Only the lines from the beginning of the entries through the one that holds "Mark the region of every instance of the <item>black" may appear in the answer, written out exactly and free of pictures.

===== Data section

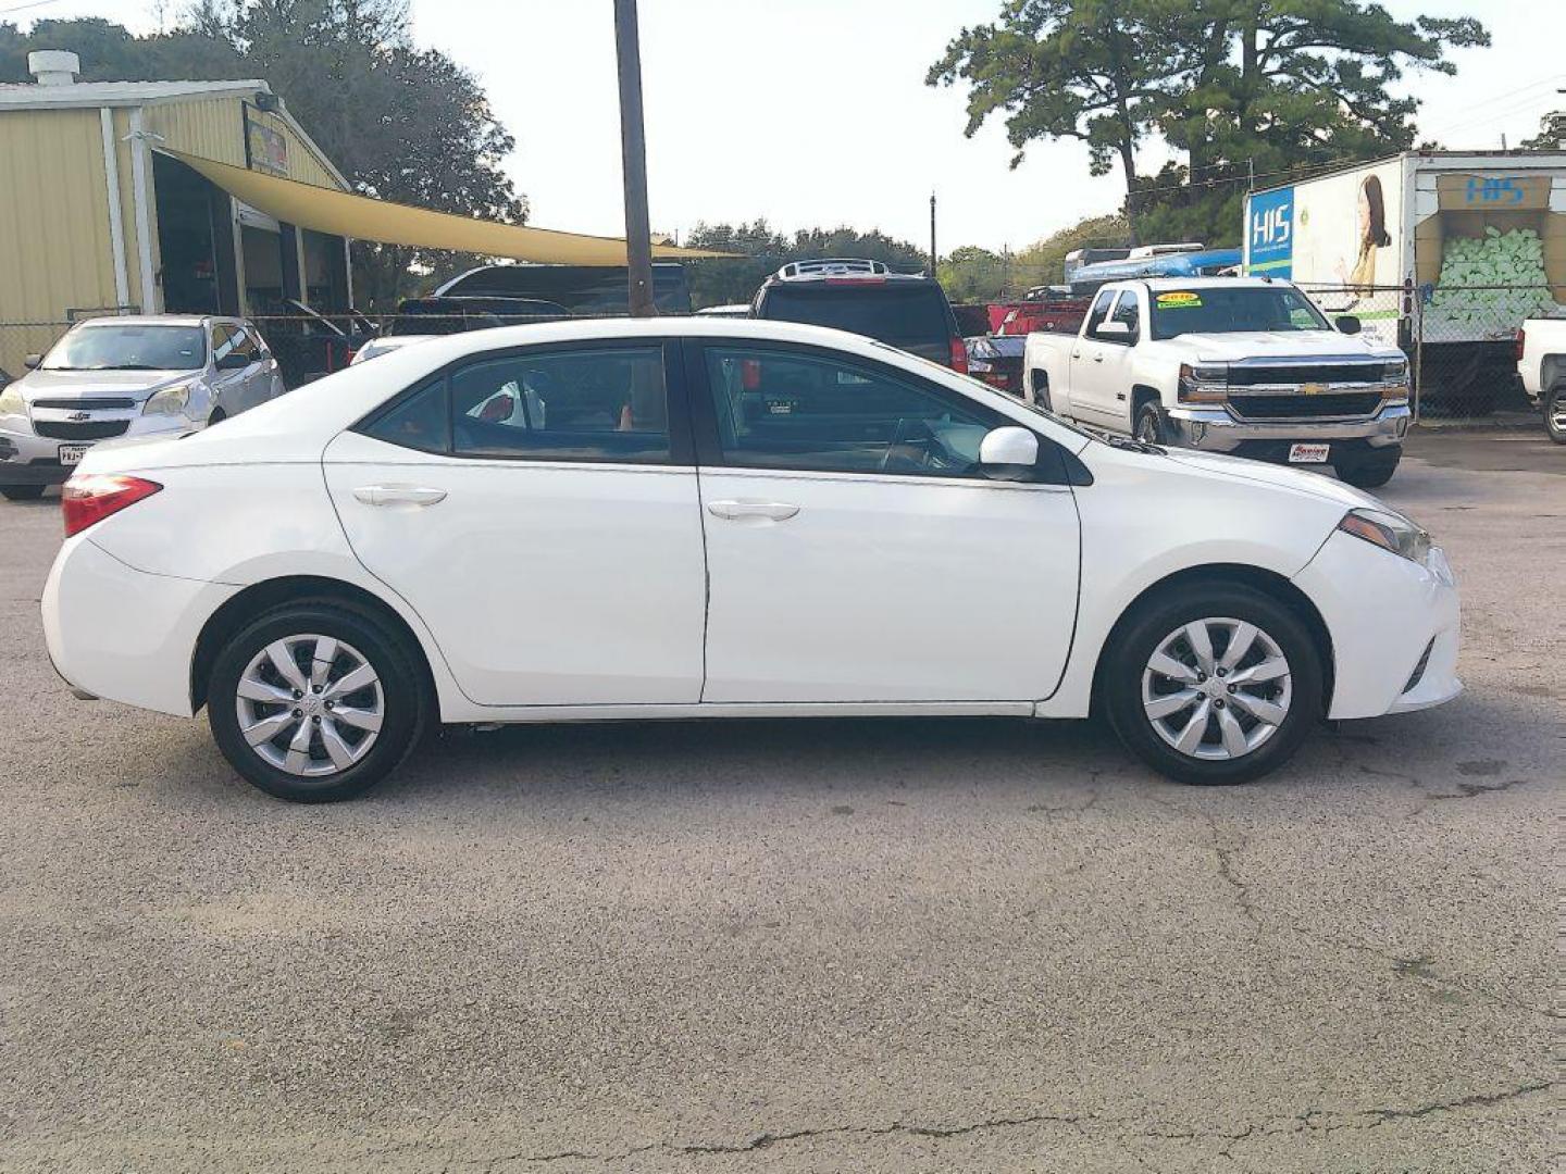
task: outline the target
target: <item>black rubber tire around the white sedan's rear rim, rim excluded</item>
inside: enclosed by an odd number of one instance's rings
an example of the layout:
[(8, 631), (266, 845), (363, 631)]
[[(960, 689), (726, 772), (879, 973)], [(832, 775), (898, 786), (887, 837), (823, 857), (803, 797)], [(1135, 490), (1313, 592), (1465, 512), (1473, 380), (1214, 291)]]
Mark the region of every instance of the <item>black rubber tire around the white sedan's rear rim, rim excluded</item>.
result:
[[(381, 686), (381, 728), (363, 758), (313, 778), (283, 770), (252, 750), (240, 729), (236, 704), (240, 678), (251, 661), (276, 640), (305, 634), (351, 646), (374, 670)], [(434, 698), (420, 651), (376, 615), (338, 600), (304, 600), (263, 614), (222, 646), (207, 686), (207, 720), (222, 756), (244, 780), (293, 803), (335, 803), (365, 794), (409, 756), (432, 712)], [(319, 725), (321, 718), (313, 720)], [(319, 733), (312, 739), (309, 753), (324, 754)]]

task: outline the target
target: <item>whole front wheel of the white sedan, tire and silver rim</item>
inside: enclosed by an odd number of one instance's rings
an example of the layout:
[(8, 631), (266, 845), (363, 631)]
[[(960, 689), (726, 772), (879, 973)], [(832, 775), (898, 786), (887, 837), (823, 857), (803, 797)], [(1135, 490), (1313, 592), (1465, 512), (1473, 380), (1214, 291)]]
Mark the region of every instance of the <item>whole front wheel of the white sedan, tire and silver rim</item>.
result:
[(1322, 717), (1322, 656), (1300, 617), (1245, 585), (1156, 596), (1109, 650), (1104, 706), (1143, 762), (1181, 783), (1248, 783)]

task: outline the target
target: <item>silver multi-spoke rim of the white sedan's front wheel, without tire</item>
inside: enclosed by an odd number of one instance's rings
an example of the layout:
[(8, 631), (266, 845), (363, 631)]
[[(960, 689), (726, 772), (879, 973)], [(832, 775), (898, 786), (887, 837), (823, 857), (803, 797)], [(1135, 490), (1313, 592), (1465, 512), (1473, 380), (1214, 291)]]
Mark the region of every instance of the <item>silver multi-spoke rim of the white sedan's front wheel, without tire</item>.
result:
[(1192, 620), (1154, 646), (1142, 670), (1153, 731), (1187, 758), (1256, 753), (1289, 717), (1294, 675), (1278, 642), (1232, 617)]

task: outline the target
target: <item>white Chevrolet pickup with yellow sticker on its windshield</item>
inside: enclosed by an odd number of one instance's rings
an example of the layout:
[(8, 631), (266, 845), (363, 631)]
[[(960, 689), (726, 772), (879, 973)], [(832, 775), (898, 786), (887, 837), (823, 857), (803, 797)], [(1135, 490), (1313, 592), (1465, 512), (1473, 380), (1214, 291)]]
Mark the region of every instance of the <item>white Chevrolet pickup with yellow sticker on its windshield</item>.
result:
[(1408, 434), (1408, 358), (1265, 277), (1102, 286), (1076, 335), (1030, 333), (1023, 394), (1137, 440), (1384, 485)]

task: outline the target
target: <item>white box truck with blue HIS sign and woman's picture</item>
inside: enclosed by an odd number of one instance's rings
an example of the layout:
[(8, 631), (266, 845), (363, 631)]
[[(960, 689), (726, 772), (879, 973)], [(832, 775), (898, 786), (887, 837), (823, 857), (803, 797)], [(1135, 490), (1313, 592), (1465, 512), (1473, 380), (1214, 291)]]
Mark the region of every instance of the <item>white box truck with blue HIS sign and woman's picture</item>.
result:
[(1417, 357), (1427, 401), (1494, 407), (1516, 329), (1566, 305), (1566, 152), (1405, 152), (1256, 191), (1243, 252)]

==========

Solved exercise:
task: outline the target
target: <item>black rubber tire around the white sedan's rear rim, rim excluded</item>
inside: enclosed by an odd number of one instance's rings
an example of the layout:
[(8, 631), (266, 845), (363, 631)]
[[(960, 689), (726, 772), (879, 973)], [(832, 775), (898, 786), (887, 837), (823, 857), (803, 797)], [(1135, 490), (1313, 592), (1465, 512), (1473, 380), (1214, 291)]]
Mark the region of every instance of the <item>black rubber tire around the white sedan's rear rim, rim excluded</item>.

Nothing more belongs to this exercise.